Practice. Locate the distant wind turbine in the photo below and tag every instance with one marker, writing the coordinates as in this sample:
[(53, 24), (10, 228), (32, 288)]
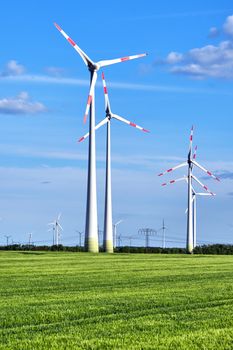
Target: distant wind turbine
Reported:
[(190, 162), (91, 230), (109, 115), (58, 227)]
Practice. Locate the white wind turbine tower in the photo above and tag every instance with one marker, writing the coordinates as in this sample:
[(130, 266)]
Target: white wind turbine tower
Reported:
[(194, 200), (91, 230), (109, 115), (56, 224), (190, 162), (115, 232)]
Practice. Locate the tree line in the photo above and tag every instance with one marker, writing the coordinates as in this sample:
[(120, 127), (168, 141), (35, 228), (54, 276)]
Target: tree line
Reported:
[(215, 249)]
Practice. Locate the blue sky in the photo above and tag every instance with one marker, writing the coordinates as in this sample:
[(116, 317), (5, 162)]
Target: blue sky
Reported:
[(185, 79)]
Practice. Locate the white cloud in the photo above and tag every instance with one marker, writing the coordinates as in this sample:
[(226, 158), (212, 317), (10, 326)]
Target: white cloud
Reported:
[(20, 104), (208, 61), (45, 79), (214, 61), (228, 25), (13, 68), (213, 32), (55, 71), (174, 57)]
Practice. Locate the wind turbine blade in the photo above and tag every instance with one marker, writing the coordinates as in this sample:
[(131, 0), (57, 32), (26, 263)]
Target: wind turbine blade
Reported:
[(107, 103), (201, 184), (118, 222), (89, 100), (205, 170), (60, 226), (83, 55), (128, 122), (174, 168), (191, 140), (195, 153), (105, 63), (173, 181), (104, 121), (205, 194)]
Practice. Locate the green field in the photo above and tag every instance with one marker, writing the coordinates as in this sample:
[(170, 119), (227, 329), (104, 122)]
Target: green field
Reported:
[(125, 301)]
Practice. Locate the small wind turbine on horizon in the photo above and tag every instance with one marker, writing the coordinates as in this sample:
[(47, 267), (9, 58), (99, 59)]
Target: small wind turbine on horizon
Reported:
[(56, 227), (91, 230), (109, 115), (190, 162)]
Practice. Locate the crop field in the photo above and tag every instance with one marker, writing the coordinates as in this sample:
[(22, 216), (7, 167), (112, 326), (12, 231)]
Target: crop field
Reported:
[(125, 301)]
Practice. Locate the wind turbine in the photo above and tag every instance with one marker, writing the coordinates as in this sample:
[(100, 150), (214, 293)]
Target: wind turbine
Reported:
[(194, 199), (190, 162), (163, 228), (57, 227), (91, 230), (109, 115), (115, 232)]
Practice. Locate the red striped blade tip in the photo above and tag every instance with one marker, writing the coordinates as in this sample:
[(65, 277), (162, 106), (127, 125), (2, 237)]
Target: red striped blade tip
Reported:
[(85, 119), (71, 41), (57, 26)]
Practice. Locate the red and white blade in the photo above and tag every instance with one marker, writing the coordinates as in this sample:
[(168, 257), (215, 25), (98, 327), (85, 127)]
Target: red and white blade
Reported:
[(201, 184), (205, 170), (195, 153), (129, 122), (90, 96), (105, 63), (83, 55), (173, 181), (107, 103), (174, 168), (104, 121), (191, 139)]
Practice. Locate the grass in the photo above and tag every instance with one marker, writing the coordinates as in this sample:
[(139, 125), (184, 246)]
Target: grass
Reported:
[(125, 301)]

-- -- --

== Objective ==
Copy all the items above word for word, leaving out the pictures.

== Output for this task ==
Practice. Locate the distant wind turbine in the photo below and tag every instance with one marker, writing the coordinates as in this sample:
[(53, 24), (10, 228), (32, 288)]
Target: distant wind turbine
Reported:
[(190, 162), (91, 230), (109, 115), (58, 227)]
Practice. Locate the white wind turbine tower in the photo above and tag every instance with one marker, writing the coordinates as in this sample:
[(130, 266)]
Target: white wind turbine tower
Reported:
[(194, 200), (91, 230), (109, 115), (56, 224), (190, 162), (115, 232)]
Practice. Locate the tree line in the photo above and tag every instance with one marker, writing the coordinates as in this sample:
[(120, 127), (168, 141), (35, 228), (54, 276)]
Target: tree line
Reported:
[(215, 249)]
Practice. Locate the blue sky in the photo above and tag every instance with one marker, writing the coordinates as in this sample:
[(116, 317), (5, 162)]
Target: blue sky
Reported:
[(185, 79)]
Practice. Locate the white cloud in the photo above and tag every instance with one marker, writing the coordinates as in this sample:
[(226, 158), (212, 317), (10, 326)]
Target: white cloud
Reported:
[(20, 104), (208, 61), (45, 79), (214, 61), (228, 25), (13, 68), (213, 32), (55, 71), (174, 57)]
Practice. Locate the wind turbine blade in the photo above and tag every instance with one marker, writing the coordinates as in this sample:
[(131, 0), (57, 32), (26, 263)]
Target: wind turbine blade
Reported:
[(107, 103), (201, 184), (118, 222), (89, 100), (205, 170), (60, 226), (83, 55), (128, 122), (174, 168), (191, 140), (195, 153), (105, 63), (173, 181), (104, 121), (205, 194)]
Practice. Locate the green field in the photo above and tag every instance with one marker, writing the coordinates as in this sample:
[(170, 119), (227, 329), (104, 122)]
Target: green field
Reported:
[(125, 301)]
Practice. Locate the small wind turbine on horizon in the photo above and tag every instance with one marker, writing the coordinates as in this sample:
[(47, 267), (9, 58), (99, 59)]
Target: small wind turbine on horizon
Reported:
[(56, 227), (91, 230), (109, 115), (190, 162)]
Practice. Locate the crop field in the photo above and tag every instance with one marker, writing the coordinates as in this sample:
[(22, 216), (7, 167), (112, 326), (12, 231)]
Target: crop field
Reported:
[(125, 301)]
Practice. Locate the wind turbine in the photo above and tag every instance with one marker, writing the coordinates as in this sample:
[(100, 150), (214, 293)]
Target: wind turbine
Reported:
[(194, 199), (190, 162), (163, 228), (57, 227), (91, 230), (109, 115), (115, 232)]
Practice. Locate the red striped blade tip in the photo above and tag every instance with one marker, writing the coordinates as in this sample:
[(65, 277), (162, 106), (127, 125), (2, 237)]
Target: red striped blade tip
Reported:
[(85, 119), (71, 41), (57, 26)]
Practice. Locate the red and white blade in the photo above and tag every instance with one marker, writing the coordinates as in this sample:
[(168, 257), (215, 25), (98, 327), (85, 127)]
Target: red and white blade
Reported:
[(201, 184), (205, 170), (195, 153), (129, 122), (90, 96), (105, 63), (83, 55), (173, 181), (107, 103), (174, 168), (104, 121), (191, 139)]
Practice. Locate the grass in the photo above and tag every instance with one marker, writing the coordinates as in this sample:
[(139, 125), (184, 246)]
Target: grass
Reported:
[(125, 301)]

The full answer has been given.